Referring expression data
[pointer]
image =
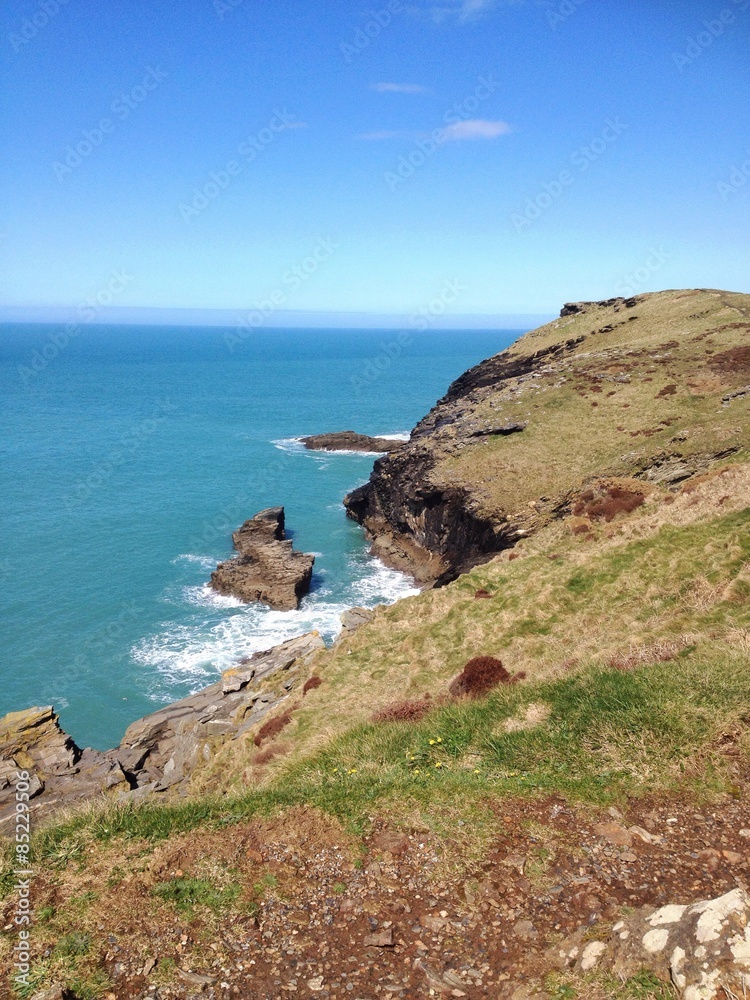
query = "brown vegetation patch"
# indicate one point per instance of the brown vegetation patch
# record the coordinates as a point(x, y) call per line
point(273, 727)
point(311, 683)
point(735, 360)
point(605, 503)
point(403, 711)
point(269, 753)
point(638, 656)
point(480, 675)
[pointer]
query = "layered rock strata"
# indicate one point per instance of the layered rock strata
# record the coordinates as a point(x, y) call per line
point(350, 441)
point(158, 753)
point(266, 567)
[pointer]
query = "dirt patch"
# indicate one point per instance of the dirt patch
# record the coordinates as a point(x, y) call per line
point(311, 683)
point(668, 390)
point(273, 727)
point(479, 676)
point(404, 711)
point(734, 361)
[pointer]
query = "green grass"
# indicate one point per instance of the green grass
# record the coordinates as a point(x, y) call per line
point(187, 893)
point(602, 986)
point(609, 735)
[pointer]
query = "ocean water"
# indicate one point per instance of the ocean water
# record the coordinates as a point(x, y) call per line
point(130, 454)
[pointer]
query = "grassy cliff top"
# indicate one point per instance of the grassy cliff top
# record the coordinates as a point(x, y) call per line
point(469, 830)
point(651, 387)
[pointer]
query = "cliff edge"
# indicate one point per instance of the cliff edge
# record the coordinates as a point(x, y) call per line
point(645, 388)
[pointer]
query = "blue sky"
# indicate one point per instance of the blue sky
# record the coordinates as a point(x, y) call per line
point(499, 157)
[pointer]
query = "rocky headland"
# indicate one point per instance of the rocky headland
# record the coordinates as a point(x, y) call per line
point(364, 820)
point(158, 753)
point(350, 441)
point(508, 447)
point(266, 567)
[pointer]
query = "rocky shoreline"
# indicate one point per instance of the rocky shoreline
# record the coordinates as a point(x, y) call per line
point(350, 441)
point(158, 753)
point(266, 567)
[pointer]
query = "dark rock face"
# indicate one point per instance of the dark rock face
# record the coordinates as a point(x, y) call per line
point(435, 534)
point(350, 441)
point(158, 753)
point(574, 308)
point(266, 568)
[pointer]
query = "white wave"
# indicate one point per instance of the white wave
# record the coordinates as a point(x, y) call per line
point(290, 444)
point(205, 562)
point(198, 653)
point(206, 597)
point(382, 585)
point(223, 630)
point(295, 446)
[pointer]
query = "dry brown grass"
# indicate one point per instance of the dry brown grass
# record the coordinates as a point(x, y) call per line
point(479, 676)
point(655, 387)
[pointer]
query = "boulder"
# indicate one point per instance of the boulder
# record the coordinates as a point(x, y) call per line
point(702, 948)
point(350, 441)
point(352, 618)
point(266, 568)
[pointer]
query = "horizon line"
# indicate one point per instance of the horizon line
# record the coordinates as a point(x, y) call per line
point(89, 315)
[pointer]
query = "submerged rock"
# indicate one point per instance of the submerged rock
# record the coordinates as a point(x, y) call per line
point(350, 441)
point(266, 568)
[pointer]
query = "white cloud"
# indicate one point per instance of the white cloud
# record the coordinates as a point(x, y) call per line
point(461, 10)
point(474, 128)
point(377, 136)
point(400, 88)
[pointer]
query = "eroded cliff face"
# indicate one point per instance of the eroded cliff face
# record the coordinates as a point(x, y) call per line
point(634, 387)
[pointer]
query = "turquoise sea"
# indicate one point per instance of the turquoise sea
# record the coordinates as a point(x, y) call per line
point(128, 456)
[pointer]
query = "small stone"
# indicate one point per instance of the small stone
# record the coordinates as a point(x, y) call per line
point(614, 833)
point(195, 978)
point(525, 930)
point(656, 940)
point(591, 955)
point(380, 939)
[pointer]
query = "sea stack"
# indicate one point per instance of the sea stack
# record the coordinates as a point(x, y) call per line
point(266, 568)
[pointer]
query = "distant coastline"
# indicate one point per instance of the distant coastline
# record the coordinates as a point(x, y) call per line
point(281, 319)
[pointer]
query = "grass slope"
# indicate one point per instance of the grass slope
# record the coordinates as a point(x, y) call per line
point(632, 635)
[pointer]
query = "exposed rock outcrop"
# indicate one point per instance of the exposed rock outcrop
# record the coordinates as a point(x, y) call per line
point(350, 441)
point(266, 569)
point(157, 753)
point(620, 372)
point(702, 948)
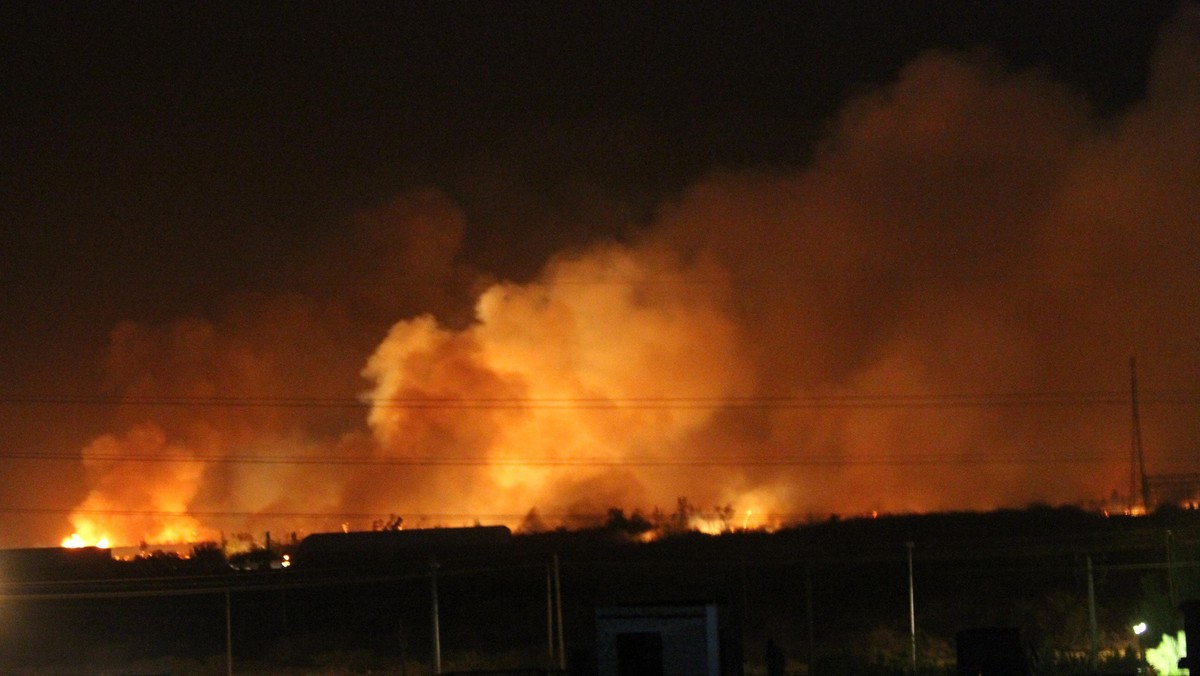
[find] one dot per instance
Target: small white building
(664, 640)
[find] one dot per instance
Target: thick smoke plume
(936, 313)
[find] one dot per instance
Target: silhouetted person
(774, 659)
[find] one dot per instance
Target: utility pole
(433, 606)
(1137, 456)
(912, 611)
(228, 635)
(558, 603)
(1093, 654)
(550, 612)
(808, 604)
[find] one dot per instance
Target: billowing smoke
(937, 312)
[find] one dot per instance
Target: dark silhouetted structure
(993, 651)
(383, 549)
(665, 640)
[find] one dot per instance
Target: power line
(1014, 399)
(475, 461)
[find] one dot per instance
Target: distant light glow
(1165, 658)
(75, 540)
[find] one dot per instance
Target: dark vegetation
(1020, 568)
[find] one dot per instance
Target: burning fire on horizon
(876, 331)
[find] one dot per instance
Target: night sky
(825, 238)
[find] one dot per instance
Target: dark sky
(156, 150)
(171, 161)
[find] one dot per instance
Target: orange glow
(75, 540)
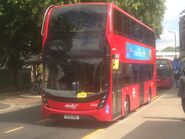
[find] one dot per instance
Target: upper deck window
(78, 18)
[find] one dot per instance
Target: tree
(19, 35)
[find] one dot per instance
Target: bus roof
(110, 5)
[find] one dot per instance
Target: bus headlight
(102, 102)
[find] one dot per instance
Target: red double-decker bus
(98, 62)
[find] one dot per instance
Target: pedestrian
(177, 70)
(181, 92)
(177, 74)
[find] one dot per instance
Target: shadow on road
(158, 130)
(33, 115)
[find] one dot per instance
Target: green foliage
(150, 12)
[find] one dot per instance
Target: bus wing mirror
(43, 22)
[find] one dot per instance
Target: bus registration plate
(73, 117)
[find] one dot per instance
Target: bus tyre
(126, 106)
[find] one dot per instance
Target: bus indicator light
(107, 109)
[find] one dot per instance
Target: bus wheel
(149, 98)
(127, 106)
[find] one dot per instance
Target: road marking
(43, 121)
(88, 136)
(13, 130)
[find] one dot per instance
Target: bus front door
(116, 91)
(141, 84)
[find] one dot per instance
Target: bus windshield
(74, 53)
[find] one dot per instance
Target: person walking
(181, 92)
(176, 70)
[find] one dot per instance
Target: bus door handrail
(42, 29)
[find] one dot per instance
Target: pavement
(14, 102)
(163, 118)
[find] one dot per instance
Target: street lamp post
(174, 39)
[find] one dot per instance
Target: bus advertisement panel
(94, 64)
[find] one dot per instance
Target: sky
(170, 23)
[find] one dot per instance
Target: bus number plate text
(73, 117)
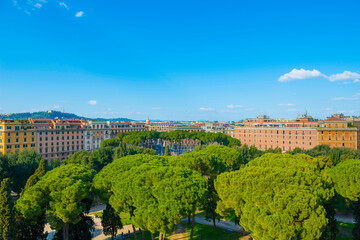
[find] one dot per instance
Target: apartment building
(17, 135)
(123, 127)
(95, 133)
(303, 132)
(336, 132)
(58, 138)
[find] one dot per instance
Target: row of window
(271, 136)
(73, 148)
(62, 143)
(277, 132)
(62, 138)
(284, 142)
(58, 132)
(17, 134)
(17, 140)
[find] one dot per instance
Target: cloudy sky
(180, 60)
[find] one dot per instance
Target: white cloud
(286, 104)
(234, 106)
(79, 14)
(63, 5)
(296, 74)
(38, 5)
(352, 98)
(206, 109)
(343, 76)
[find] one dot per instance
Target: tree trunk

• [Activity]:
Retype all of the entries exactly as written, leaving out any images.

• [Answer to this task]:
[pointer]
image =
query = "brown vegetation patch"
# indicate one point per instance of the brown vegetation patch
# record the coordinates as a point(x, y) call per line
point(273, 727)
point(311, 683)
point(735, 360)
point(605, 503)
point(403, 711)
point(269, 753)
point(638, 656)
point(480, 675)
[pointer]
query = "layered rock strata"
# indicate one point per instance of the layered rock strata
# record the coordinates as a point(x, y) call per line
point(350, 441)
point(158, 753)
point(266, 567)
[pointer]
query = "dirt patch"
# indicate one point per instance of the dirt patch
# record the coordinates as a point(x, y) call per line
point(311, 683)
point(668, 390)
point(273, 727)
point(479, 676)
point(404, 711)
point(734, 361)
[pointer]
query = "green grass"
# indicate one point per instance of the green grass
# record the coordinates as a point(x, y) call per line
point(187, 893)
point(602, 986)
point(609, 735)
[pointer]
query = "ocean water"
# indicate one point per instance of the ocean water
# record the coordinates as a point(x, y) call per line
point(130, 454)
[pointer]
query = "grassy cliff top"
# indicate one point per instance of the grassy cliff top
# record the coordinates as a point(x, y) call per line
point(469, 830)
point(651, 387)
[pointer]
query = "cliff edge"
# indicate one point per instance of the cliff edge
# record the coordinates as a point(x, y) call per line
point(645, 388)
[pointer]
query = "blue sky"
# indicate one point per instance of the blue sky
# record the coordinates as a point(x, y) call per line
point(499, 157)
[pointer]
query = "rocky headland"
# indicate one point per instance of the rocky headland
# record the coordinates as a point(x, y) call per line
point(364, 820)
point(158, 753)
point(350, 441)
point(508, 447)
point(266, 567)
[pointer]
query = "rocky shoreline"
# indicate one point per instance of the rocky shoreline
# record the coordinates as a point(x, y) call per line
point(350, 441)
point(158, 753)
point(266, 567)
[pointer]
query = "dark rock face"
# indicate one point per instance of the dark rock face
# record the coordinates as a point(x, y) call per line
point(435, 534)
point(350, 441)
point(158, 753)
point(574, 308)
point(266, 568)
[pointer]
query = "white wave"
# indicate one point per instance of the white wave
# record the coordinates as a point(x, y) call per line
point(290, 444)
point(205, 562)
point(198, 653)
point(206, 597)
point(382, 585)
point(223, 630)
point(295, 446)
[pointer]
query = "dry brown grass"
# indicate one point per instance of the dry brown grass
# record the coordinates as a point(x, y) call per line
point(479, 676)
point(655, 387)
[pointer]
query = "boulder"
# indicate one point per instance of the boulder
# record the coordinates as a point(x, y) call per line
point(702, 948)
point(350, 441)
point(352, 618)
point(266, 568)
[pointer]
query = "horizon line"
# indicate one point per instance of the horizon line
# record the coordinates as a point(x, y) call per line
point(89, 315)
[pointer]
query = "submerged rock"
# indicate one point per instance of the submerged rock
# record the coordinates as a point(x, y) call per line
point(350, 441)
point(266, 568)
[pointer]
query = "white cloud"
# indicate one point per instance of the white cloud
# record the coordinates as a point(x, y) call per line
point(461, 10)
point(474, 128)
point(377, 136)
point(400, 88)
[pointer]
query = "eroded cliff face"
# indicate one point per instance of the eroded cliff face
# record the coordinates as a point(x, y) call per line
point(634, 387)
[pointer]
query = "turquoise sea"
# indicate one point per instance of the turquoise sea
# record the coordinates as a point(x, y) call per line
point(128, 456)
[pointer]
query = "small stone"
# indicate one point per instance of the small stone
# record the coordinates as a point(x, y) call per line
point(614, 833)
point(195, 978)
point(525, 930)
point(656, 940)
point(591, 955)
point(380, 939)
[pointer]
query = "sea stack"
# indicate one point per instance of the sea stack
# record the coordinates as a point(x, y) call per line
point(266, 568)
[pointer]
query = "distant coastline"
# indicate one point per instance of the distant coastline
# record the coordinates as a point(x, y) call per line
point(281, 319)
[pointer]
query = "grass slope"
# indicate one point per instance of the grass slope
# record the coordinates as a point(x, y) call per line
point(632, 635)
[pointer]
query = "exposed rock outcrop"
# indicate one point per instance of the exposed rock outcrop
# record the coordinates as a point(x, y) call per line
point(350, 441)
point(266, 569)
point(157, 753)
point(620, 372)
point(702, 948)
[find] one dot per instance
Target: small white building
(664, 640)
[find] one dot per instance
Target: thick smoke plume
(936, 313)
[find] one dot per instance
Target: silhouetted person
(774, 659)
[find] one dot per instance
Target: utility pole
(433, 606)
(1137, 456)
(912, 611)
(228, 635)
(558, 603)
(1093, 654)
(550, 612)
(808, 604)
[find] one dot per instance
Target: billowing smoke
(937, 312)
[find] one dot per instance
Target: dark silhouetted structure
(993, 651)
(383, 549)
(665, 640)
[find] one dot per instance
Target: power line
(1014, 399)
(475, 461)
[find] one dot per instance
Target: distant light glow
(1165, 658)
(75, 540)
[find] one dot per instance
Target: dark vegetation
(1020, 568)
[find] one dot per instance
Target: burning fire on horizon
(876, 331)
[find] one dot per instance
Target: night sky
(825, 238)
[find] one dot per instance
Target: dark sky
(156, 150)
(171, 161)
[find] one dot per instance
Target: orange glow
(75, 540)
[find] one dot per instance
Target: upper deck window
(78, 18)
[find] one dot per instance
Target: tree
(19, 35)
[find] one dot per instance
Target: bus roof
(110, 5)
[find] one dot per instance
Target: bus headlight
(102, 102)
[find] one dot per instance
Target: red double-decker bus
(98, 62)
[find] one dot per instance
Target: pedestrian
(177, 70)
(181, 92)
(177, 74)
[find] one dot per instance
Target: shadow on road
(158, 130)
(33, 115)
[find] one dot per instance
Target: green foliage
(150, 12)
[find] one dot per instance
Target: bus wing mirror
(43, 22)
[find] one dot per instance
Target: bus registration plate
(73, 117)
[find] one dot per instance
Target: bus tyre
(126, 106)
[find] one dot per instance
Target: bus indicator light
(107, 109)
[find] one dot per instance
Target: bus wheel
(149, 98)
(127, 106)
[find] one dot per instance
Target: road marking
(43, 121)
(88, 136)
(13, 130)
[find] one dot per instance
Target: bus front door
(116, 91)
(141, 84)
[find] one dot per instance
Target: bus windshield
(74, 53)
[find] one dot per instance
Target: person walking
(181, 92)
(176, 70)
[find] one dot per instance
Target: bus door handrail
(42, 29)
[find] one dot per instance
Target: pavement
(14, 102)
(163, 118)
[find] one dot per instance
Target: street lamp post
(174, 39)
[find] one dot per instance
Target: bus advertisement panel
(94, 64)
[find] one dot per instance
Target: sky
(170, 23)
[find] one dot per instance
Target: bus number plate text
(73, 117)
[find] one dot per instance
Target: apartment building
(17, 135)
(123, 127)
(95, 133)
(303, 132)
(336, 132)
(58, 138)
[find] one dot per instance
Target: row of window
(271, 136)
(73, 148)
(62, 143)
(277, 132)
(62, 138)
(284, 142)
(58, 132)
(17, 134)
(17, 140)
[find] one dot per instance
Target: cloudy sky
(180, 60)
[find] one dot per instance
Target: white cloud
(286, 104)
(234, 106)
(79, 14)
(63, 5)
(296, 74)
(38, 5)
(352, 98)
(206, 109)
(343, 76)
[find] one dot per instance
Target: tree trunk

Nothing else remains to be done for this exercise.